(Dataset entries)
__________

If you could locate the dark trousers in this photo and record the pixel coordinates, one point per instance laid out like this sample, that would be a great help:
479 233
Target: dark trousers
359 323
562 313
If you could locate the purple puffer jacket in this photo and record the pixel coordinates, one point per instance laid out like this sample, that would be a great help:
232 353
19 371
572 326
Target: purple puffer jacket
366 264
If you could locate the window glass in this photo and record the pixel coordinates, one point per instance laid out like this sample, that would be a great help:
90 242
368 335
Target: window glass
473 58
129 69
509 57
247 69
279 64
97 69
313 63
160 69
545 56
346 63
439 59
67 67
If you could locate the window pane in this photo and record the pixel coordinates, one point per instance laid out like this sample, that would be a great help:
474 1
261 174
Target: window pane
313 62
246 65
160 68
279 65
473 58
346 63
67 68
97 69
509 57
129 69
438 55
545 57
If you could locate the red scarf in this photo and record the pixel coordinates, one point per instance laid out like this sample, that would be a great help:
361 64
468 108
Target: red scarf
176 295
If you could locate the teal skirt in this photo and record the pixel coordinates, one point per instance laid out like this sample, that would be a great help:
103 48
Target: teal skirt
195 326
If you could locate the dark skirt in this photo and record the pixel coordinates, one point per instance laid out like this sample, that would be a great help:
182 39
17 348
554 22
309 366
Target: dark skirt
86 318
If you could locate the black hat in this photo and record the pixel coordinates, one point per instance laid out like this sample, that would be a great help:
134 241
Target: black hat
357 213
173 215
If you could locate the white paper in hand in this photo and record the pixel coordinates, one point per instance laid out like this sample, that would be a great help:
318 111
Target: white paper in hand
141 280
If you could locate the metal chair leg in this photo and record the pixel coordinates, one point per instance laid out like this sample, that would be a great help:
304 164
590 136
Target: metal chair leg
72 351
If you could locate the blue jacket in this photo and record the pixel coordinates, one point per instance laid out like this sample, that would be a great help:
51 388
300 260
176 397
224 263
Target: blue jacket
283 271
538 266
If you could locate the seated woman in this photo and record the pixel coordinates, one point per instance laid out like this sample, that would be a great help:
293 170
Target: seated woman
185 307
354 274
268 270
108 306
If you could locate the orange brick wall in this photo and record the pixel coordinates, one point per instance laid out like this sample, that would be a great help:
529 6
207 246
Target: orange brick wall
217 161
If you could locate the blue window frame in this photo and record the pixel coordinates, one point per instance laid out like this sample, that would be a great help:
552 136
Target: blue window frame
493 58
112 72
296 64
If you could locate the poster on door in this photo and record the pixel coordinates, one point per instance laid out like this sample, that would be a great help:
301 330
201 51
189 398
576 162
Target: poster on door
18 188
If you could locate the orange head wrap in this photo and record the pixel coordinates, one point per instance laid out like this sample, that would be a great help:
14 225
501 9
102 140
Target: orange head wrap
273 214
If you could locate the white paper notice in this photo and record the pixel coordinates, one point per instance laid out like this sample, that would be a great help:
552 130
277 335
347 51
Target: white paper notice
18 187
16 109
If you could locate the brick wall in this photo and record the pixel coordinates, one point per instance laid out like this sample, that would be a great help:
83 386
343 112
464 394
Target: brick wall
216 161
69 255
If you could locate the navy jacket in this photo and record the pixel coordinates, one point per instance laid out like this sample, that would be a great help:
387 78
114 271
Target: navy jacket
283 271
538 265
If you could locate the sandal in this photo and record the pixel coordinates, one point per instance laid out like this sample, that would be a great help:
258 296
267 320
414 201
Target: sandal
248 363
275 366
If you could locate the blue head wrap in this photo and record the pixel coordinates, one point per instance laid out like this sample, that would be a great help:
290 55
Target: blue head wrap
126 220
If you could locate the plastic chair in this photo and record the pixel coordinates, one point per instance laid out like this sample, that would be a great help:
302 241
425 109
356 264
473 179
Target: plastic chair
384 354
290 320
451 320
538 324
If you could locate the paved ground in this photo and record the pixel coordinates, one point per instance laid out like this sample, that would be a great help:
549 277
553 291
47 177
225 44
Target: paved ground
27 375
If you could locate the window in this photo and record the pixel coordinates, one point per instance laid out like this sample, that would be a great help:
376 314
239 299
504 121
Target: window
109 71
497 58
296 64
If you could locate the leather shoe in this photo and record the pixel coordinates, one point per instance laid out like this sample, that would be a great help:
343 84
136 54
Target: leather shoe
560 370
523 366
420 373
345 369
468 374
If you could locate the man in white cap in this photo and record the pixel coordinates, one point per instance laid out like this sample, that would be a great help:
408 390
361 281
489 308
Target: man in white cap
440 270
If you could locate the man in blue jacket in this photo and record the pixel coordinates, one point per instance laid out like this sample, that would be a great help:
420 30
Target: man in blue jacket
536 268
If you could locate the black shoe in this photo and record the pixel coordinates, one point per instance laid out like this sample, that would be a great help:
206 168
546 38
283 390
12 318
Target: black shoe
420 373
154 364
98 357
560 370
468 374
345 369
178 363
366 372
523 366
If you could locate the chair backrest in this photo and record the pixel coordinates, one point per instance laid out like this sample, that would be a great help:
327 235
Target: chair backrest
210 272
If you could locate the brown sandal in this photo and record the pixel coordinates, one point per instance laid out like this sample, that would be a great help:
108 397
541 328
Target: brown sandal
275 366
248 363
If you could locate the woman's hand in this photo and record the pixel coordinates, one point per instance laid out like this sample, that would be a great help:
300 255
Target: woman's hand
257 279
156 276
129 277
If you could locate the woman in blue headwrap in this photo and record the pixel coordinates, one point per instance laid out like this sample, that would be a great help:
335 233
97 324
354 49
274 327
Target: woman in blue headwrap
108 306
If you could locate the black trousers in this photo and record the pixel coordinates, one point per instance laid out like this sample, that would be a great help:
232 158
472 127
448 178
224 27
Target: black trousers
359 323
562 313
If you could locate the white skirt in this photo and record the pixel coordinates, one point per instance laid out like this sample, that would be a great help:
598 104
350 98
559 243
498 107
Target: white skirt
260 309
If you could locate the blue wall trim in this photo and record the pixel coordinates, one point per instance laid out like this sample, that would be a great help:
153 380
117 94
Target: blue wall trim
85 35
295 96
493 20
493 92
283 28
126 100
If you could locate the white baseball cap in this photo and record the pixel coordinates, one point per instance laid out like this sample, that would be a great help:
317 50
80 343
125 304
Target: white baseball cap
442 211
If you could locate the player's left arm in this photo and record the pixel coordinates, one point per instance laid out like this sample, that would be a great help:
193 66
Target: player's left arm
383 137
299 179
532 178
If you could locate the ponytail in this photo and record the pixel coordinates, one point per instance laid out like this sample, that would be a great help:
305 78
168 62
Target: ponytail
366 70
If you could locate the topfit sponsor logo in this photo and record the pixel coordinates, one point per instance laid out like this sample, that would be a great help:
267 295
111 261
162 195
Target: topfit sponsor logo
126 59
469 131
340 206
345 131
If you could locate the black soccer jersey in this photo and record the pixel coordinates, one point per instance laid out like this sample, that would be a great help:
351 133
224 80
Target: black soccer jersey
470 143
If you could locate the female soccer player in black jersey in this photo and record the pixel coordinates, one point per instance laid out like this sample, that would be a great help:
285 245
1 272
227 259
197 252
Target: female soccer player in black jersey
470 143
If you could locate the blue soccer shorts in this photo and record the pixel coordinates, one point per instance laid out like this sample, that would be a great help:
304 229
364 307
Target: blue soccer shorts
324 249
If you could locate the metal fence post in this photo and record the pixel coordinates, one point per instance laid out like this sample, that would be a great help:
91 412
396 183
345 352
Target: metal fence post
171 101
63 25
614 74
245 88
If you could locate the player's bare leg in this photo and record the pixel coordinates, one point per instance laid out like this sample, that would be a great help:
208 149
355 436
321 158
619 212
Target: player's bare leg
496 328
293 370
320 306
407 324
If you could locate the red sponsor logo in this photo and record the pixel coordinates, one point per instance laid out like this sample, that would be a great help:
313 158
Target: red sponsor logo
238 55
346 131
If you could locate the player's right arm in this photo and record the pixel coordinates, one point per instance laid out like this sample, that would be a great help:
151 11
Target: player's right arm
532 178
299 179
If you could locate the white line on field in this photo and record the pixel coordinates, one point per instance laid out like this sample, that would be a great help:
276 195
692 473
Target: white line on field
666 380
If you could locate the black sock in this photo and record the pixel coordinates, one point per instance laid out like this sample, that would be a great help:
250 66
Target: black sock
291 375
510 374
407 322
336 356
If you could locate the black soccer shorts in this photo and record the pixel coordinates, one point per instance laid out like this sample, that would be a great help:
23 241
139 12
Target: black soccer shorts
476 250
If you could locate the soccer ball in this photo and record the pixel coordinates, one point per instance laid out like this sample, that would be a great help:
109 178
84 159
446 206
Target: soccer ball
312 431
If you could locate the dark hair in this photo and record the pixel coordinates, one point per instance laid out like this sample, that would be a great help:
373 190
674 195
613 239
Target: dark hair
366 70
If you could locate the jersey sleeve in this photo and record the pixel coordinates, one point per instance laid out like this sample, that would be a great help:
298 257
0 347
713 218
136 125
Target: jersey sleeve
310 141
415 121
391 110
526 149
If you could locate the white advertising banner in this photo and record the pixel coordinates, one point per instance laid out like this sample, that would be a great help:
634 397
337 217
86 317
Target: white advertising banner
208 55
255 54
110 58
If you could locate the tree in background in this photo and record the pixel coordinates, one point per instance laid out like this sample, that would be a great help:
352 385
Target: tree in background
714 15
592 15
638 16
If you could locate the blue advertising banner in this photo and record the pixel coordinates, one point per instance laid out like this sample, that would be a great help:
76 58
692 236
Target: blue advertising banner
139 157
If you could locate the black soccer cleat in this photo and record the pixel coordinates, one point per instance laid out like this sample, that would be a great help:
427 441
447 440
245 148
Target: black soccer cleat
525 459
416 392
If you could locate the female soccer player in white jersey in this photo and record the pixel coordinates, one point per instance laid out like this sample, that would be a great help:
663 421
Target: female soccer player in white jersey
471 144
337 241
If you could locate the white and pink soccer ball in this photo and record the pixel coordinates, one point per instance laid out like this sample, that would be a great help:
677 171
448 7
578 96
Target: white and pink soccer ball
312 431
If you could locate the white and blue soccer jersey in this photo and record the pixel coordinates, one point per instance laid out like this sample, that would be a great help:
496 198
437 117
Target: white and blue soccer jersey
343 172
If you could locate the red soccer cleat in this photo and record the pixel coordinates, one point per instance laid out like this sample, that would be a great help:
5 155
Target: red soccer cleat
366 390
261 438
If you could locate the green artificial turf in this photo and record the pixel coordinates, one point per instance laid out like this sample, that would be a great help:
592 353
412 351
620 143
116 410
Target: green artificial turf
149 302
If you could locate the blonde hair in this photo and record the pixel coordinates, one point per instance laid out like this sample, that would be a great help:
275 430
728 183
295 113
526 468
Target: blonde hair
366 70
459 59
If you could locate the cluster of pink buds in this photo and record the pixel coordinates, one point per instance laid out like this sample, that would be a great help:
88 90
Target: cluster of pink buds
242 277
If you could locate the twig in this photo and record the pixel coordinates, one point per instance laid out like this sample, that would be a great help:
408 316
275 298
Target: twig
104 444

__________

- _Task objective_
Copy out the lines from the one containing "If you could locate the twig" through the end of the entries, keeping both ends.

- _Exercise answer_
If you could locate the twig in this photo and record the pixel coordinates, one point per instance laid out like this sample, that would be a great help:
408 316
275 298
Target: twig
104 444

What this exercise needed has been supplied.